— To be done —
[a] From the WinFsp performance excerpt, list every hardware item given for the test environment.
[b] Please write what comes next in the WinFsp performance excerpt, starting after its last line.

══ Selected excerpt

Note that the sequential nature of the tests represents a worst case scenario for WinFsp. The reason is that a single file system operation may require a roundtrip to the user mode file system and such a roundtrip requires two process context switches (i.e. address space and thread switches): one context switch to carry the file system request to the user mode file system and one context switch to carry the response back to the originating process. WinFsp performs better when multiple processes issue file system operations concurrently, because multiple requests are queued in its internal queues and multiple requests can be handled in a single context switch.

For more information refer to the Performance Testing Analysis notebook. This notebook together with the run-all-perf-tests.bat script can be used for replication and independent verification of the results presented in this document.

The test environment for the results presented in this document is as follows:

Dell XPS 13 9300
Intel Core i7-1065G7 CPU
32GB 3733MHz LPDDR4x RAM
2TB M.2 PCIe NVMe SSD

Windows 11 (64-bit) Version 21H2 (OS Build 22000.258)
WinFsp 2022+ARM64 Beta3 (v1.11B3)

════
══ Supplied information

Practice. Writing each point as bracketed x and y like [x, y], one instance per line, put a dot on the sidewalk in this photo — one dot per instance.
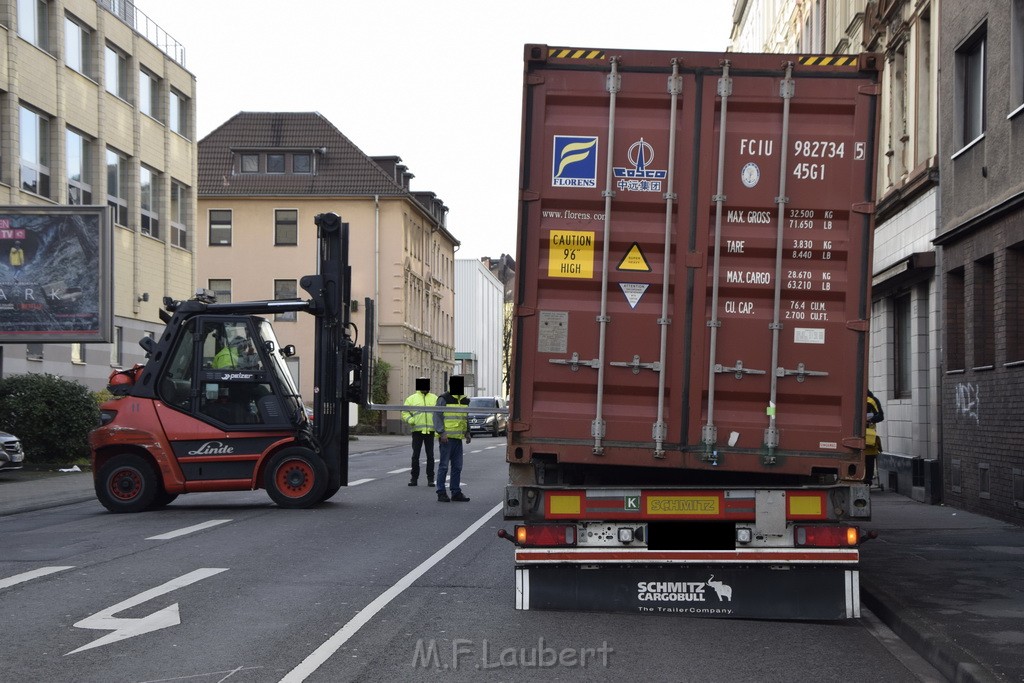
[950, 584]
[947, 582]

════

— Task results —
[a]
Dell XPS 13 9300
Intel Core i7-1065G7 CPU
32GB 3733MHz LPDDR4x RAM
2TB M.2 PCIe NVMe SSD

[b]
Results

In the charts below we use consistent coloring and markers to quickly identify a file system. Blue and the letter 'N' is used for NTFS, orange and the letter 'M' is used for MEMFS, green and the letter 'P' is used for NTPTFS.

In bar charts shorter bars are better. In plot charts lower times are better. (Better means that the file system is faster).

File Tests

File tests are tests that are performed against the hierarchical path namespace of a file system. These tests measure the performance of creating, opening, overwriting, listing and deleting files.

Measured times for these tests are normalized against the NTFS time (so that the NTFS value is always 1). This allows for easy comparison between file systems across all file tests.

MEMFS has the best performance in most of these tests. NTFS performs better in some tests; these are discussed further below. NTPTFS is last as it has the overhead of both NTFS and WinFsp.

file tests

file_create_test

This test measures the performance of creating new files using CreateFileW(CREATE_NEW) / CloseHandle. MEMFS has the best performance here, while NTFS has worse performance as it has to update its data structures on disk.

file create test

file_open_test

This test measures the performance of opening different files using CreateFileW(OPEN_EXISTING) / CloseHandle. MEMFS again has the best performance, followed by NTFS and then NTPTFS.

file open test

iter.file_open_test

This test measures the performance of opening the same files repeatedly using CreateFileW(OPEN_EXISTING) / CloseHandle. NTFS has the best performance, with MEMFS following and NTPTFS a distant third.

This test shows that NTFS does a better job than WinFsp when re-opening a file. The problem is that in most cases the WinFsp API design requires a round-trip to the user mode file system when opening a file. Improving WinFsp performance here would likely require substantial changes to the WinFsp API.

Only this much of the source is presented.